• _What to do_
Extract every line below that contains the string "smartphone" and list each one in full.

• _Extracted data_
##########

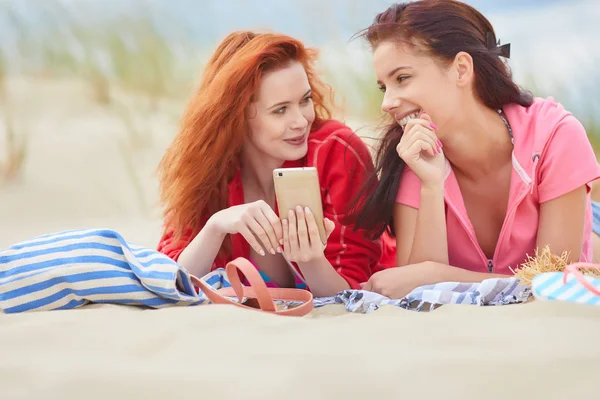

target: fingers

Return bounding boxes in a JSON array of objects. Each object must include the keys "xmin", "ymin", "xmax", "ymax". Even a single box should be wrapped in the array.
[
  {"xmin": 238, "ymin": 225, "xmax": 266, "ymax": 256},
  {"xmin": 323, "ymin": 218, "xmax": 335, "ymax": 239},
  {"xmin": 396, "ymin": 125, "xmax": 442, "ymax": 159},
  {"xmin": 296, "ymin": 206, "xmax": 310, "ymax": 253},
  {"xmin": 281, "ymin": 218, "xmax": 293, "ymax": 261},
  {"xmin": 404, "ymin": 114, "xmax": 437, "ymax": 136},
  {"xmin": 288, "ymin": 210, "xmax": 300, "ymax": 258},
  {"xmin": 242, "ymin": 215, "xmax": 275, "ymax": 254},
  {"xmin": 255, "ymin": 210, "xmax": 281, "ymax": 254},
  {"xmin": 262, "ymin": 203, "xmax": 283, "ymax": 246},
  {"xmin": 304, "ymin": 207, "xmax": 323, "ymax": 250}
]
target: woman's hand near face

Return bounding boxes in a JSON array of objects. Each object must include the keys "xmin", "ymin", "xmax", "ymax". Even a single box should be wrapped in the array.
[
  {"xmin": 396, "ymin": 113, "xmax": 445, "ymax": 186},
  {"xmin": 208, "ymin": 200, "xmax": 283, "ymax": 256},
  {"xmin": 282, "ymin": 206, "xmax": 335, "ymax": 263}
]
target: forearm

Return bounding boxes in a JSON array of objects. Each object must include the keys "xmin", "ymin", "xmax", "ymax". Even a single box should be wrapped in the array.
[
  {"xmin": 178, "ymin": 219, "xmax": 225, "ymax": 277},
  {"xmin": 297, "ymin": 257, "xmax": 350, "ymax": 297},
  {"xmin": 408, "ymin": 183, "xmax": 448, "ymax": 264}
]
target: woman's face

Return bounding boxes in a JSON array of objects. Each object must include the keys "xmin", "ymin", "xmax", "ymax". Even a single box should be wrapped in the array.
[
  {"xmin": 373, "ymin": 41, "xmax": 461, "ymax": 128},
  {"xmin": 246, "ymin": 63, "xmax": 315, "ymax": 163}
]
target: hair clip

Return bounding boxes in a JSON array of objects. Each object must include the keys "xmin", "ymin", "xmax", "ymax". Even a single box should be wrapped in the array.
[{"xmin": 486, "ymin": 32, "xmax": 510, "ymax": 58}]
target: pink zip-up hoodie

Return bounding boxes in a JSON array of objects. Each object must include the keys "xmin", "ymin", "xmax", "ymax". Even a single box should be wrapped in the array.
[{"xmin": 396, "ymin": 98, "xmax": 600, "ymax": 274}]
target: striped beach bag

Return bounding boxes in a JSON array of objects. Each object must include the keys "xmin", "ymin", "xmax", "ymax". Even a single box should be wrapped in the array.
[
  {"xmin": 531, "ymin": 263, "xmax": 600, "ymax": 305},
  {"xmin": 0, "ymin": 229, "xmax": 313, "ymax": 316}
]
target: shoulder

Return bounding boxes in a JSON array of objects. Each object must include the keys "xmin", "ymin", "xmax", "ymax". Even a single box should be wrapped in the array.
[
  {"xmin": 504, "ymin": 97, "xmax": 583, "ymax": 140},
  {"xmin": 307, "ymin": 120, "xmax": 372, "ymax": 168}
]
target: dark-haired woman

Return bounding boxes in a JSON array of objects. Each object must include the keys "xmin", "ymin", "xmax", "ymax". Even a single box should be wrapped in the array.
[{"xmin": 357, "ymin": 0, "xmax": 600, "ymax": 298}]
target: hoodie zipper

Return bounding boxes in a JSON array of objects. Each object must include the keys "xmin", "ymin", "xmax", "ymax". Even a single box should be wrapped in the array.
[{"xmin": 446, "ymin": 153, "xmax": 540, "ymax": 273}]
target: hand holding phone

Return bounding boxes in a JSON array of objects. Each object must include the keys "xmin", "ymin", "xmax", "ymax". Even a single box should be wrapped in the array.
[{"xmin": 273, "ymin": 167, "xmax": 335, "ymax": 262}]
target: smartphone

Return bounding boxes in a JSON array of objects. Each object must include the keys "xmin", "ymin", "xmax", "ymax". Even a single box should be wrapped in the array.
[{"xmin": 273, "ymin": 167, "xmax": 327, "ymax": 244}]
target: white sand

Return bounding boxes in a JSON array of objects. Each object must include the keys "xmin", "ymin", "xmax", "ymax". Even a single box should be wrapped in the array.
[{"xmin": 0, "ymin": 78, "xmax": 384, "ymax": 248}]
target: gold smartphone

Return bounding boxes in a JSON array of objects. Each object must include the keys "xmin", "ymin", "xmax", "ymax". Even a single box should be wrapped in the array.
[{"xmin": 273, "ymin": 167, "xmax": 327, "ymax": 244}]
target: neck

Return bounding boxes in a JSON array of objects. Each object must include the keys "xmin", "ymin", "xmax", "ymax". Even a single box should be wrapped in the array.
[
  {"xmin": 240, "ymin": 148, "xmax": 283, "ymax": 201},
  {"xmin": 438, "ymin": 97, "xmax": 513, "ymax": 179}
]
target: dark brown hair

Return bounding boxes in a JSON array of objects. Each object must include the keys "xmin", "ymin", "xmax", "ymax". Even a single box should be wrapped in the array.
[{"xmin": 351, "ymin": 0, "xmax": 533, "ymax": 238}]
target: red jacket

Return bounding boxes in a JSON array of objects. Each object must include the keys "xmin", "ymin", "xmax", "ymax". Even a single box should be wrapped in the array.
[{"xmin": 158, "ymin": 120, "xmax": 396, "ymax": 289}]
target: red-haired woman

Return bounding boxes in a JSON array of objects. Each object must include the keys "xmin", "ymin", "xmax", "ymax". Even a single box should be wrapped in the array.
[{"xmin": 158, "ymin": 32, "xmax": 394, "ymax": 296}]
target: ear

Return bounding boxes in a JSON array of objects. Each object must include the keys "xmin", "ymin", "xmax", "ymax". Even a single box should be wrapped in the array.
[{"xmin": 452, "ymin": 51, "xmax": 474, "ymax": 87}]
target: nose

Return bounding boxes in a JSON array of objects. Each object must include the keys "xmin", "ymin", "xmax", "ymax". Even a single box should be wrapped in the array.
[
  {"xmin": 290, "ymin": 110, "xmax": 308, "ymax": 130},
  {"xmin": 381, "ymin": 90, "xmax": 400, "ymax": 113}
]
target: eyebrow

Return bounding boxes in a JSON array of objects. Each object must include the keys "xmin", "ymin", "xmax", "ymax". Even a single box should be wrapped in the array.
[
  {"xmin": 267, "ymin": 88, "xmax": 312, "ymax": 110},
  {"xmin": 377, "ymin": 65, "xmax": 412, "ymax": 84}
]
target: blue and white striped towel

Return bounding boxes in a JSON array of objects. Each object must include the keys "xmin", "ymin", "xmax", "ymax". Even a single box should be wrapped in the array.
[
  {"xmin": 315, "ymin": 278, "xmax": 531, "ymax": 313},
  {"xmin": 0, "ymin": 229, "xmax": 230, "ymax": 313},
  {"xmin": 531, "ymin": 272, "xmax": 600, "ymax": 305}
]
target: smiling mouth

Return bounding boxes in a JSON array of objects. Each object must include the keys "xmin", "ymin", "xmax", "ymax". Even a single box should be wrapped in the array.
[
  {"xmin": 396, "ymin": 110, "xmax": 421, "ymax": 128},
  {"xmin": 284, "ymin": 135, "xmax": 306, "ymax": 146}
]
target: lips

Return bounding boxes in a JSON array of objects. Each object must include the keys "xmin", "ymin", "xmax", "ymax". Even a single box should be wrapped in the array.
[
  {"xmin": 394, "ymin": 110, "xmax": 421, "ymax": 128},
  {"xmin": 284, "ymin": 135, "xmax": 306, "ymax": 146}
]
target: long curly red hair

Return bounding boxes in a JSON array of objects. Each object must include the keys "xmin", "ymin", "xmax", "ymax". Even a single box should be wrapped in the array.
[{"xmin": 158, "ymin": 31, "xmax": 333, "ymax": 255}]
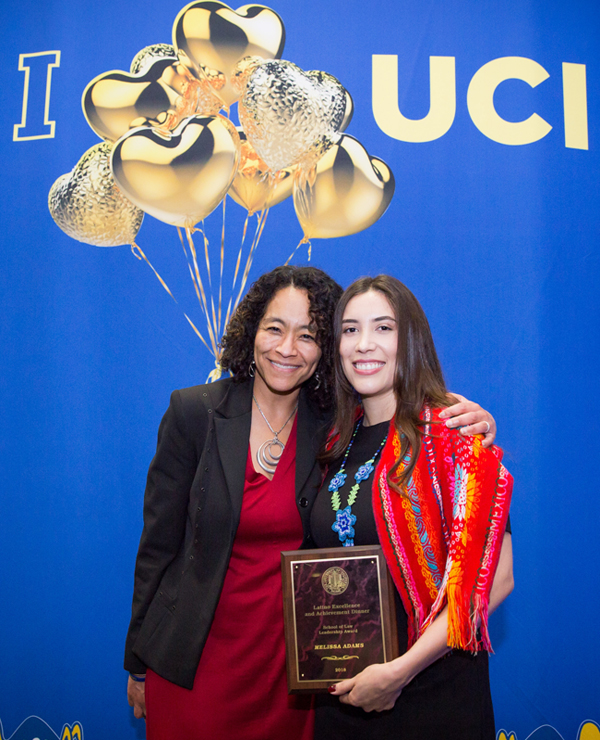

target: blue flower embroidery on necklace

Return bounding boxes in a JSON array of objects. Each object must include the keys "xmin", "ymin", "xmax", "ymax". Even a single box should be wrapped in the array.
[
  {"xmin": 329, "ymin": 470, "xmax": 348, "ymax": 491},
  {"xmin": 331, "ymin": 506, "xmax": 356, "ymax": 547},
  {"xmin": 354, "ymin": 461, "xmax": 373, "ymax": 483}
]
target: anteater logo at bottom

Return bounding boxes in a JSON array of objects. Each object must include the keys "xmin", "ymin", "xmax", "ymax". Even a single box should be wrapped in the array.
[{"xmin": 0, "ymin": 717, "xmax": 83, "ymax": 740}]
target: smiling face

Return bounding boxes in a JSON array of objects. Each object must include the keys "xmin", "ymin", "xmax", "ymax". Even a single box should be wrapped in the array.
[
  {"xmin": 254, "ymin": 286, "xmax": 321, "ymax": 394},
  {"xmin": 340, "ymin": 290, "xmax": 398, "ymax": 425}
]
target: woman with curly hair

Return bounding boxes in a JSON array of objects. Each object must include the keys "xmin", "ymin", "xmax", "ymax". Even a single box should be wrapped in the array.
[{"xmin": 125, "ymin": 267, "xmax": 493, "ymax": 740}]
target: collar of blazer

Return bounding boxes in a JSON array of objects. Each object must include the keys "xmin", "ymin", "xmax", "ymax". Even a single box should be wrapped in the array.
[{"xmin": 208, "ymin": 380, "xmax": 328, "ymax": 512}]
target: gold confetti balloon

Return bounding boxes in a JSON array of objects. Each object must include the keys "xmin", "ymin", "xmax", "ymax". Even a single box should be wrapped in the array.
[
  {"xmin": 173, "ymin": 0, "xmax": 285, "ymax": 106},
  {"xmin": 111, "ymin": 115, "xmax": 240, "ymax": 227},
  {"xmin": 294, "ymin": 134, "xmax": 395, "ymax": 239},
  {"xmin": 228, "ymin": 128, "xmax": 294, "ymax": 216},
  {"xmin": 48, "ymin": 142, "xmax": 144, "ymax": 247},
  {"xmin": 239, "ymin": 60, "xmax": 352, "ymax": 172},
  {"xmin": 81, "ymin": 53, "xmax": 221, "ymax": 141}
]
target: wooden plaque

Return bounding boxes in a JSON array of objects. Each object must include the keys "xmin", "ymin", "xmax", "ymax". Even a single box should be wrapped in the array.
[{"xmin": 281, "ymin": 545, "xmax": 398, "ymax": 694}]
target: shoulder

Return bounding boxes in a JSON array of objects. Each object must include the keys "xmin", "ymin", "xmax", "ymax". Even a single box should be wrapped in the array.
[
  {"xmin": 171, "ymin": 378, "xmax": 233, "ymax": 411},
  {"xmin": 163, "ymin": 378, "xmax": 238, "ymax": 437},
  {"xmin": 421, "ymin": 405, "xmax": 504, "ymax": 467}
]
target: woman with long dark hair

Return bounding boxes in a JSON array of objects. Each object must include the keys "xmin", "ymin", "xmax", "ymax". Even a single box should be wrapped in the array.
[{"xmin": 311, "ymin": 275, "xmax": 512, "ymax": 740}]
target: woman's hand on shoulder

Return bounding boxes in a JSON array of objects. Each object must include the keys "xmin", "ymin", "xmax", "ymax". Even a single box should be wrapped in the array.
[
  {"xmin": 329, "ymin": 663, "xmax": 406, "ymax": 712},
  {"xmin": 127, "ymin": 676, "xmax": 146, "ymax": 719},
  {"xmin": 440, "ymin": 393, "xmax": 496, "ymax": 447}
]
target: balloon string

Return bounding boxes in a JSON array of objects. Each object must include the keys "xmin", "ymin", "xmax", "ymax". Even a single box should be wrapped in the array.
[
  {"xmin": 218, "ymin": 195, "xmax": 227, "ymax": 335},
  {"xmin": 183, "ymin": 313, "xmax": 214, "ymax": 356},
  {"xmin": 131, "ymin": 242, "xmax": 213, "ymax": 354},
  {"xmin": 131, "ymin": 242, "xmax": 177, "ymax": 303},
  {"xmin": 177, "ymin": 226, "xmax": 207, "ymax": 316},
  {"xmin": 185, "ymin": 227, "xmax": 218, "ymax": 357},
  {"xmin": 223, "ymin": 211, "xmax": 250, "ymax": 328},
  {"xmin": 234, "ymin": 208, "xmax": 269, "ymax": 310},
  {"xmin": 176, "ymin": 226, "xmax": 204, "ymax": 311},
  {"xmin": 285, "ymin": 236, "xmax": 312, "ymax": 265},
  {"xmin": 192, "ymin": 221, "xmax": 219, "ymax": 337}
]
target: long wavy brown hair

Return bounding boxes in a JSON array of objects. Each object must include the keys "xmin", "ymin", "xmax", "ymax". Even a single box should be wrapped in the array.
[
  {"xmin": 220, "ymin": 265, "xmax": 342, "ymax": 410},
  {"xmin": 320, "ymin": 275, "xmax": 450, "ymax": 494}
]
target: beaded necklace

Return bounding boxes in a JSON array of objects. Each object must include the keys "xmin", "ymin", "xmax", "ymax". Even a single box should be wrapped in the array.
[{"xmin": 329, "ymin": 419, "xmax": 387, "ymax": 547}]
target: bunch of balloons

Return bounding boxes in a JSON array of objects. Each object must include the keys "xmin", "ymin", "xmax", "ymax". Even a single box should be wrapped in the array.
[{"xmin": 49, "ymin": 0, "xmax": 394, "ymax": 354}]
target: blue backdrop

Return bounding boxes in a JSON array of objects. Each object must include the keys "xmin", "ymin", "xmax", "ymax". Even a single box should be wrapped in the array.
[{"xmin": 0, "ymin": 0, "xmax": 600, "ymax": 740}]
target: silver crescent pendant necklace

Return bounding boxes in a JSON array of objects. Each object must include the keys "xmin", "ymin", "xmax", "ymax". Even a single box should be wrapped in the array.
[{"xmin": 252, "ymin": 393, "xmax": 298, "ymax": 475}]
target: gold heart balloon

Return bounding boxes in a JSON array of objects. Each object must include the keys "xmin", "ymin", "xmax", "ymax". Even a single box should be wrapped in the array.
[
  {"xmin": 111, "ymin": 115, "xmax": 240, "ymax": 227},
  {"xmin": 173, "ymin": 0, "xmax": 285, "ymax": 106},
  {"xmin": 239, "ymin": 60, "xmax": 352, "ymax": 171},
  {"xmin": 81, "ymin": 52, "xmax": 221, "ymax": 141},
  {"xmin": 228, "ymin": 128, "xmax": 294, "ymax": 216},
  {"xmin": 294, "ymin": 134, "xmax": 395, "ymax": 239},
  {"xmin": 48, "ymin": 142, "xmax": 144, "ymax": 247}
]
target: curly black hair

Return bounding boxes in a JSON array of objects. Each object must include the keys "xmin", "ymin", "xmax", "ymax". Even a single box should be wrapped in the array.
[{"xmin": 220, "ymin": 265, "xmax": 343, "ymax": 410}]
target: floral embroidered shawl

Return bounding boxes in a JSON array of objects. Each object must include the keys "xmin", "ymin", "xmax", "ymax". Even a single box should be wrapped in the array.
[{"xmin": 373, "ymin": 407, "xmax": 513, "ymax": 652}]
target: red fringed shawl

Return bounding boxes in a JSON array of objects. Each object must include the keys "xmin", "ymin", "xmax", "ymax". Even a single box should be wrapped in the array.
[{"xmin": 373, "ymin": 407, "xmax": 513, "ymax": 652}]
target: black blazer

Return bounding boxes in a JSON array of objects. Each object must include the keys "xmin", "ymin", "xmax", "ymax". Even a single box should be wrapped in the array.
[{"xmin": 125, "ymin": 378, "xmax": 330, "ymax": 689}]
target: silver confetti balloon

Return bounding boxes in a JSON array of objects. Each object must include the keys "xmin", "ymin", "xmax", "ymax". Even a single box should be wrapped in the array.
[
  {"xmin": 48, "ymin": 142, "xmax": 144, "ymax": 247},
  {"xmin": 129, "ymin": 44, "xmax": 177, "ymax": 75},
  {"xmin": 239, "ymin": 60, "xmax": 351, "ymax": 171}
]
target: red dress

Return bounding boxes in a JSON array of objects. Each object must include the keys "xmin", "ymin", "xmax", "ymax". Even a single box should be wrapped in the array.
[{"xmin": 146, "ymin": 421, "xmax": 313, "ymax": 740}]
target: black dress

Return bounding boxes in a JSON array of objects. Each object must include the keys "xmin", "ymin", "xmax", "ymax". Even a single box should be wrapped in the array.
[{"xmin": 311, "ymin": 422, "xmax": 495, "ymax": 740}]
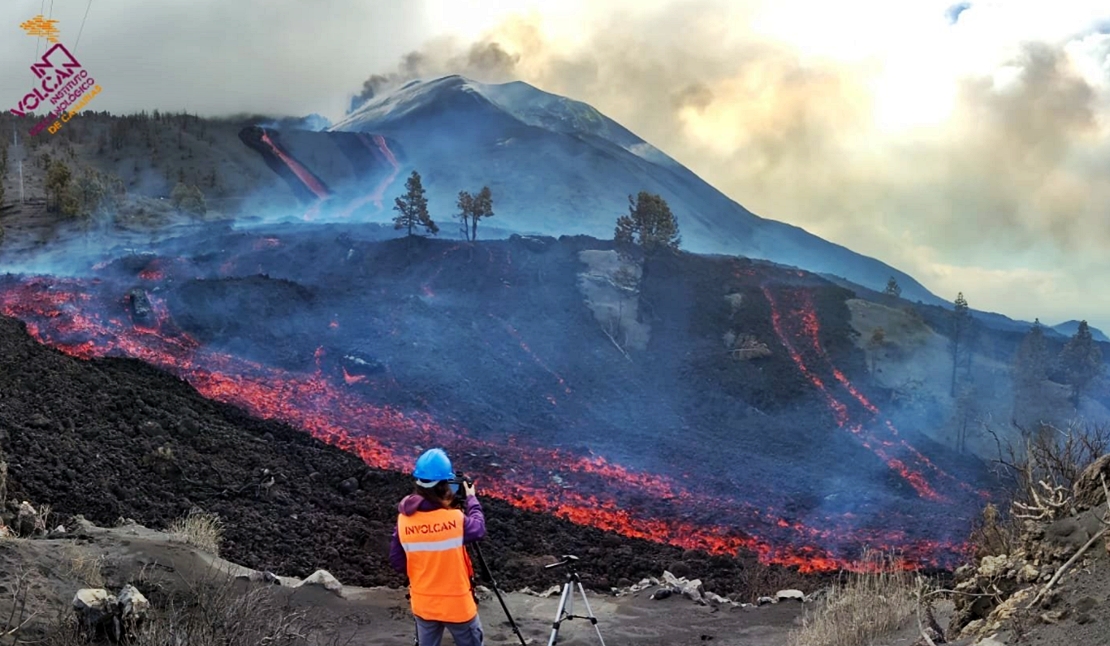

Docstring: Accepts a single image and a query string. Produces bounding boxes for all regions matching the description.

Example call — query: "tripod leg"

##########

• _Response_
target: smartphone
target: gold smartphone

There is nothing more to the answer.